> **PAGE TEXT**
----
Following [1]’s nomenclature, parameter-efficient fine-tuning (PEFT) methods fall into three categories: addition-based methods that introduce extra tunable parameters to the model, specification or selective methods [2] that choose specific parameters for tuning, and reparametrization methods that simplify parameters through low-rank approximations.

In this blog post, we focus on the most widely employed PEFT methods, primarily addition and reparametrization.

Prompt-Based Tuning

Prompt-based tuning designates addition methods that add extra trainable parameters to the original tokens of context fed into the model. These methods are also called “soft prompting” as opposed to “hard prompting” (prompt engineering) to get the best performance on a new task. For instance, in prompt-tuning [3], extra trainable embeddings are simply prepended to the model’s input, with only these parameters being retrained during fine-tuning.

Prefix-tuning [4], published at almost the same time, can be simplified as prompt tuning but applied at every attention layer of the model. Lastly, P-tuning [5] directly prepends tokens to the input instead of embedding. To achieve that, it uses a lightweight LSTM or MLP to predict the tokens from the trainable embedding parameters.

Simplified comparison of prompt-based tuning methods (Source: Image by the author)

Adapters

Adapter [5] is another addition-based method often used to fine-tune LLMs. It is related to prefix tuning as it will add trainable weights in the sublayers of the model. However, it adds small, fully connected networks at two distinct locations in each sublayer of every transformer block instead of only prepending on the embeddings.

The adapter block follows a bottleneck architecture to reduce the number of parameters. The dimensions are indicative. (Source: Image by the author)

Low-Rank Adaptation

Low-Rank Adaptation (LoRA) [7] is probably the most used reparametrization-based method. The idea behind reparametrization methods is to leverage low-rank approximation methods that aim to approximate large matrices by smaller matrices. Hence, traditional dimension reduction methods such as PCA are examples of low-rank approximations.

In LoRA, the focus is on approximating not the weights directly but the weight updates, which are decomposed into two matrices of smaller dimensions. Only these matrices are modified through backpropagation during fine-tuning, while the pretrained model remains frozen. Post-fine-tuning, the weight updates can be merged with the frozen pretrained model to get the final fine-tuned model. To dive into LoRA details, I recommend this excellent blog post.
----
In the text on parameter-efficient fine-tuning, what does LoRA decompose into two smaller matrices?
----
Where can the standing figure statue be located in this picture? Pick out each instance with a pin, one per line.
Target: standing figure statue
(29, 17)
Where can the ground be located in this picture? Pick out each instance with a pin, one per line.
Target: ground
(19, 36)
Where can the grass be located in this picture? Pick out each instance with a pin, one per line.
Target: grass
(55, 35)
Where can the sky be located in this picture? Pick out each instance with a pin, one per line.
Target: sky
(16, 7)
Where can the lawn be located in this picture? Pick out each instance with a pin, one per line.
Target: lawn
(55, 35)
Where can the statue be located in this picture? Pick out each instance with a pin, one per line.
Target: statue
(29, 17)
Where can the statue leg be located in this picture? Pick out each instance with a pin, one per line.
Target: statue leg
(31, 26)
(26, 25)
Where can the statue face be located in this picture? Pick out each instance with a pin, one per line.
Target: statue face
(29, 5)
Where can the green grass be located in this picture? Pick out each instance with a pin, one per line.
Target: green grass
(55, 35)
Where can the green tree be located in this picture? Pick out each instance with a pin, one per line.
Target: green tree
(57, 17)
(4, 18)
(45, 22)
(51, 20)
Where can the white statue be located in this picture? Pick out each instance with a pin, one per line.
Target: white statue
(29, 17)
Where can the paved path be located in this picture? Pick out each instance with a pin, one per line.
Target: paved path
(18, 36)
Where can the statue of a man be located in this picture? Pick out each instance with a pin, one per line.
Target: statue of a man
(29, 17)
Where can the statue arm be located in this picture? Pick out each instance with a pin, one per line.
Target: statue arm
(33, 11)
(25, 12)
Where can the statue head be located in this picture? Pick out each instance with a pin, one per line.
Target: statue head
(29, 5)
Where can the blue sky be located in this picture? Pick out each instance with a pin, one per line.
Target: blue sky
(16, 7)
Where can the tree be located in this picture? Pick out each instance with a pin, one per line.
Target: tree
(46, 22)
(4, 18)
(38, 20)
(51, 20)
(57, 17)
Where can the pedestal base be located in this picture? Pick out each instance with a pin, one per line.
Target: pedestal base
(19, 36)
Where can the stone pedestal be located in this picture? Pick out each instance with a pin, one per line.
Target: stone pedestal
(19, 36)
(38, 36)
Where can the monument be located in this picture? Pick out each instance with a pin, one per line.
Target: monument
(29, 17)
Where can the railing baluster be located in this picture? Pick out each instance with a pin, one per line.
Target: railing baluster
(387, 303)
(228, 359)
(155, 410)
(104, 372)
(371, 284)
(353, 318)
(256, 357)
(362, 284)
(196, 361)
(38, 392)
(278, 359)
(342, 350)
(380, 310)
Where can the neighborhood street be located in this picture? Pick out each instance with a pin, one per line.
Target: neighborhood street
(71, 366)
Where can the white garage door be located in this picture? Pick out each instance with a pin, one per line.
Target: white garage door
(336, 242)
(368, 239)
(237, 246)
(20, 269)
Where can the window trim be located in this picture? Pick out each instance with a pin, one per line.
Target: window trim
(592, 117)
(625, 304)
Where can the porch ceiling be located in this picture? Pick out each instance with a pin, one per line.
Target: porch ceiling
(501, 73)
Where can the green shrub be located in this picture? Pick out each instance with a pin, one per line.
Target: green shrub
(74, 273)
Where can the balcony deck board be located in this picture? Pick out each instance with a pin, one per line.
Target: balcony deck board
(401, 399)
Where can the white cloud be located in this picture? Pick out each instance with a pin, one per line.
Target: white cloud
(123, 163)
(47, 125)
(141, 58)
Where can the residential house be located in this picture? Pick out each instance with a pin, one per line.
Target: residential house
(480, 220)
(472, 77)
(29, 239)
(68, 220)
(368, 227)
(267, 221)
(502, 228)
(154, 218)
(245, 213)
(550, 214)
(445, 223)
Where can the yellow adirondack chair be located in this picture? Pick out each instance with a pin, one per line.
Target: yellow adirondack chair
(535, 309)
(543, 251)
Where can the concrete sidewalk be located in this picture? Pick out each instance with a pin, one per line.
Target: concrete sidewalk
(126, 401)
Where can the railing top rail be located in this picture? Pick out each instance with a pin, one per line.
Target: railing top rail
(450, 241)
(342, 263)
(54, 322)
----
> **YOUR SOLUTION**
The weight updates.